◆ Data to process:
☆ ☆ ☆ ☆ ☆

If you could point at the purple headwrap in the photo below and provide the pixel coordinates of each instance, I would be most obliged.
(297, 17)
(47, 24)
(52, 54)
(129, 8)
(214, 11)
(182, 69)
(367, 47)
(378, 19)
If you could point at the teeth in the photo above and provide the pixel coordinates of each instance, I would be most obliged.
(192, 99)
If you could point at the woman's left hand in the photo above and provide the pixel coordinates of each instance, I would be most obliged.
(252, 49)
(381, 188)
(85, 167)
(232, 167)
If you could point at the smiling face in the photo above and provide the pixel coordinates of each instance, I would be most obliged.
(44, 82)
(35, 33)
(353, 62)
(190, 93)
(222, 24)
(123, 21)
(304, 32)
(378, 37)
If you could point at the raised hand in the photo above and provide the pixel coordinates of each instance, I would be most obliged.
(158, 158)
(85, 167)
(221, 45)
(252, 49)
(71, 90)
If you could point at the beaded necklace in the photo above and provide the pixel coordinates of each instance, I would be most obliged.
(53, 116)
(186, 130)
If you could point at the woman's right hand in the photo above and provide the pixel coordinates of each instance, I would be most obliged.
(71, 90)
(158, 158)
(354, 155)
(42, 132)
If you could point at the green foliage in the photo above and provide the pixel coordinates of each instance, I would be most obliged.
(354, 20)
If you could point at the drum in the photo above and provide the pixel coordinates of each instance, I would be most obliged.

☆ ☆ ☆ ☆ ☆

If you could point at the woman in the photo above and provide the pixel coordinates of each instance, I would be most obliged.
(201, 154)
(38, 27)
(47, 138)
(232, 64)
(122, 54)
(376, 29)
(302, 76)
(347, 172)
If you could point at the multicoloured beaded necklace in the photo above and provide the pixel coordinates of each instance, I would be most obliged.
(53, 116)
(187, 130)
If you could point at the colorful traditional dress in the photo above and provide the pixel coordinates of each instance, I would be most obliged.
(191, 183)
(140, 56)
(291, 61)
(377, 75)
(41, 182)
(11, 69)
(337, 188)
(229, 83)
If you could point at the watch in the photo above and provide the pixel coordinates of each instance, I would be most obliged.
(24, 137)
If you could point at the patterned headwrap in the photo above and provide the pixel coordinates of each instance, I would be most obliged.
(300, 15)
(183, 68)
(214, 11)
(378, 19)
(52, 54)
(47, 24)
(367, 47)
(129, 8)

☆ ☆ ☆ ☆ ☆

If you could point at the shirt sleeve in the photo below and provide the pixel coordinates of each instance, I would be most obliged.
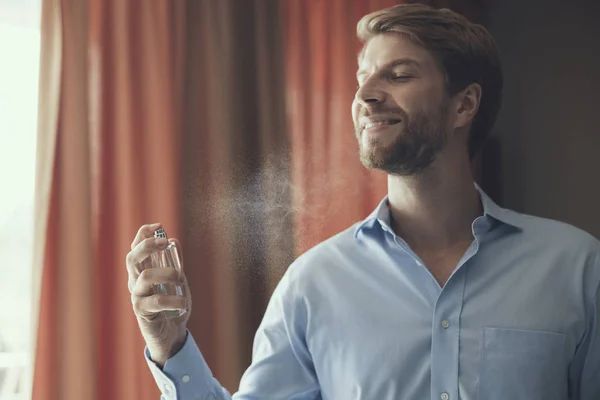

☆ ☆ ☆ ☆ ☆

◆ Work order:
The reply should hold only the lines of the listing above starting at the line containing "If you could point at the smiling" and ending at the line containing "If you could point at the drum", exactly as written.

◆ Completed task:
If you could point at the smiling face in the photo above and provide the pixel coordinates of each instance, I would be most obliged.
(44, 82)
(35, 33)
(353, 62)
(190, 93)
(222, 24)
(123, 21)
(304, 32)
(378, 37)
If you could point at the raised hand in the photo above and provide the pixel coordinates of each instance, I would be most obliged.
(158, 158)
(85, 167)
(221, 45)
(252, 49)
(71, 90)
If you could point at the beaded necklace in the photo above and provide the pixel coordinates of each instance, I would be most obliged.
(53, 116)
(186, 130)
If you could point at the woman's right hand in the photo above and provide the pixel coordinates of each instance, I would be most obliged.
(71, 90)
(158, 158)
(354, 155)
(42, 132)
If you could point at the green foliage in the photo above and provide the pixel coordinates of each instance, I would be most obliged.
(354, 20)
If you could point at the drum in the photo above and provide the pixel coordinates of each instance, I would be most obliged.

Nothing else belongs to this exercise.